■ Page extract:
<<<<

One person is Melvin Rose, fleet manager for Monroe County in western New York, which surrounds Rochester. The county has 700 vehicles, from compact cars to Class 8 trucks. All run on ethanol-gasoline blends, biodiesel, compressed natural gas or propane, and Rose loves to talk about them.

“We're the real deal,” he says of the county's alternative fuels program, which has won several “green fleet” awards from national organizations. “We're not just talking about it, we're really doing it. Our executive, Maggie Brooks, is all for alternative fuels, to get off foreign oil.”

There are also financial benefits. Most of the fuels cost less than straight petroleum products, and Monroe County has taken advantage of grant money, obtained through the CMAQ (congested mitigated air quality) division of the regional Clean Cities program, to pay for expensive fueling stations.

Rose is on the local Clean Cities board of directors.

“You have to be in touch with your Clean Cities organization,” he says. “Keep in touch with those people and they'll navigate you through your resources and how to upfit your vehicles.”

The fleet's work in alternative fuels goes back more than 25 years. In the 1980s, the county converted vehicles to burn methanol, a fuel that fell out of favor for environmental reasons. In the ‘90s it tried out compressed natural gas, a move that proved premature.

It also tried, and abandoned, electric-powered compact pickups.

But CNG is back, and since 2008 the county has also used biodiesel and gasoline-ethanol blends along with propane. None of the county's 700 vehicles, ranging from compact cars to Class 7 and 8 trucks, use straight gasoline or diesel anymore.

>>>>

■ Stated problem A:
Say whether each statement agrees with the passage on Monroe County's fleet, answering yes or no and quoting the deciding words.
(i) Rose sits on the local Clean Cities board of directors.
(ii) The county converted vehicles to burn methanol in the 1990s.
(iii) Some county vehicles still run on straight diesel.
■ Stated problem B:
Answer these questions from the passage on Monroe County's fleet.
(i) Which city does Monroe County surround?
(ii) Who is the county's executive?
(iii) What electric-powered vehicles did the county try and then abandon?
■ Stated problem C: Carry on the passage on Monroe County's fleet from its last sentence.

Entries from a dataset

<<<<

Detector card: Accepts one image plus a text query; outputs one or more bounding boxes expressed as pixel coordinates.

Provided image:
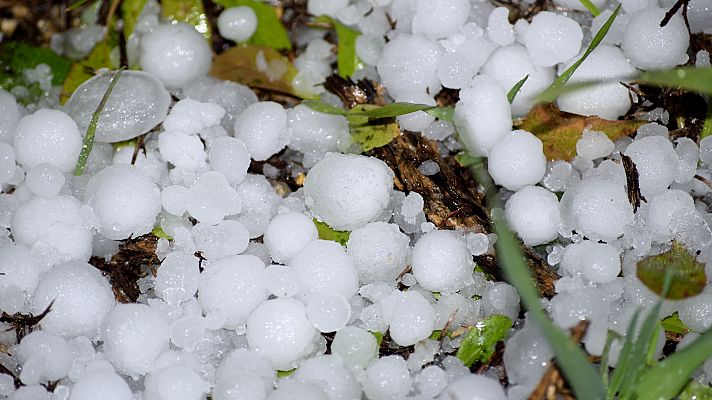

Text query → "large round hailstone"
[142,364,210,400]
[504,186,561,246]
[438,374,507,400]
[64,71,171,143]
[235,101,289,161]
[14,108,82,172]
[524,11,583,67]
[487,130,546,191]
[294,354,362,400]
[85,165,161,240]
[208,136,251,185]
[625,136,678,197]
[482,44,554,115]
[560,240,621,284]
[16,331,73,385]
[0,89,20,144]
[454,75,512,156]
[621,7,690,70]
[69,370,133,400]
[10,196,92,263]
[346,222,410,283]
[413,0,471,39]
[411,230,474,293]
[304,153,395,230]
[556,45,636,120]
[561,178,632,240]
[264,211,319,264]
[139,22,212,88]
[32,261,114,338]
[376,34,441,96]
[0,243,40,295]
[363,356,413,400]
[101,304,171,375]
[287,104,352,168]
[154,251,200,304]
[289,240,358,299]
[218,6,257,42]
[331,326,378,368]
[646,190,695,243]
[198,255,269,329]
[246,298,319,371]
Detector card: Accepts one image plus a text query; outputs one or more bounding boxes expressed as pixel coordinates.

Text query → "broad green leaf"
[677,380,712,400]
[542,4,621,101]
[456,315,512,368]
[74,70,122,176]
[316,15,361,78]
[638,67,712,94]
[121,0,147,40]
[161,0,210,40]
[314,219,350,246]
[507,74,529,104]
[637,241,707,300]
[213,0,292,50]
[579,0,601,17]
[515,104,646,160]
[635,330,712,400]
[661,312,690,335]
[210,45,315,98]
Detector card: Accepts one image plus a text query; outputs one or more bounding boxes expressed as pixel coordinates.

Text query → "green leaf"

>>>>

■ Written response A:
(i) Yes: "Rose is on the local Clean Cities board of directors."
(ii) No: "In the 1980s, the county converted vehicles to burn methanol"
(iii) No: "None of the county's 700 vehicles, ranging from compact cars to Class 7 and 8 trucks, use straight gasoline or diesel anymore."

■ Written response B:
(i) Rochester
(ii) Maggie Brooks
(iii) Compact pickups

■ Written response C:
Monroe County operates a Green Fuel Station that it shares with the city of Rochester, where it stocks E20 and E85 ethanol-gasoline blends, plus B20 (a 20-80 mix of biofuel and diesel) for use in warmer weather to feed diesel engines, and B5 when temperatures turn cold. One challenge is to make sure that engine builders approve the higher biodiesel blend, Brooks says.

CNG is dispensed with a two-hose fast-fill pump, but Rose has mixed feelings about natural gas.

It's clean, plentiful and cheap, he says, but a CNG tank and dispenser are very expensive, and are doable only because grant money pays for most of their cost.

Those grant funds made it possible to buy another CNG installation, which is planned to be a second city-county fueling station.

However, in Brooks’ opinion, “liquid propane is the real ticket.”

“Know what makes it inexpensive? It's the infrastucture. A CNG fueling station costs more than $ 1 million. For pennies on those dollars you can get a complete propane fueling station. It's a simple steel tank with a little pump on it.”

Propane storage tanks and those on the trucks operate at less than 200 pounds per square inch, compared to 3,600 psi for a full CNG tank. Thus a propane tank, while still a pressure vessel, is far cheaper, he points out.

In mid-April, propane “autogas” in western New York was priced at about $ 1.20 per gasoline-gallon-equivalent, or GGE, minus a 50-cent federal tax credit. The county also pays 36 cents per GGE to Ferrillgas, which supplies and maintains a 1,000-gallon propane tank at the fueling station in Rochester. Bottom-line price, then, was $1.06 per GGE.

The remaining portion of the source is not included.